TASK DIRECTIONS:
Rescale the items. Reproduce every line, requests included, but multiply each bounding-box coordinate in the answers by 1.05 and round it to a whole number, rounding halves up. Leave all other numbers unchanged.

DATA SHOWN:
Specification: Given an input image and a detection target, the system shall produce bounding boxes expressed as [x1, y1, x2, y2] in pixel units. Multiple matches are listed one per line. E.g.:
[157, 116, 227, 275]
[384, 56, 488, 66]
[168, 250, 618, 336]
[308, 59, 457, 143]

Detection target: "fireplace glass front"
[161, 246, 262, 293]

ANSWER TO THIS EXERCISE:
Specification: Given an input image and a detection target, the system shall produce bounding boxes expressed as [x1, y1, x2, y2] in pixel units. Multiple matches are listed one per line. E.g.:
[157, 116, 227, 275]
[384, 56, 488, 66]
[168, 250, 618, 336]
[308, 59, 457, 143]

Detection target: "fireplace glass front"
[169, 258, 275, 308]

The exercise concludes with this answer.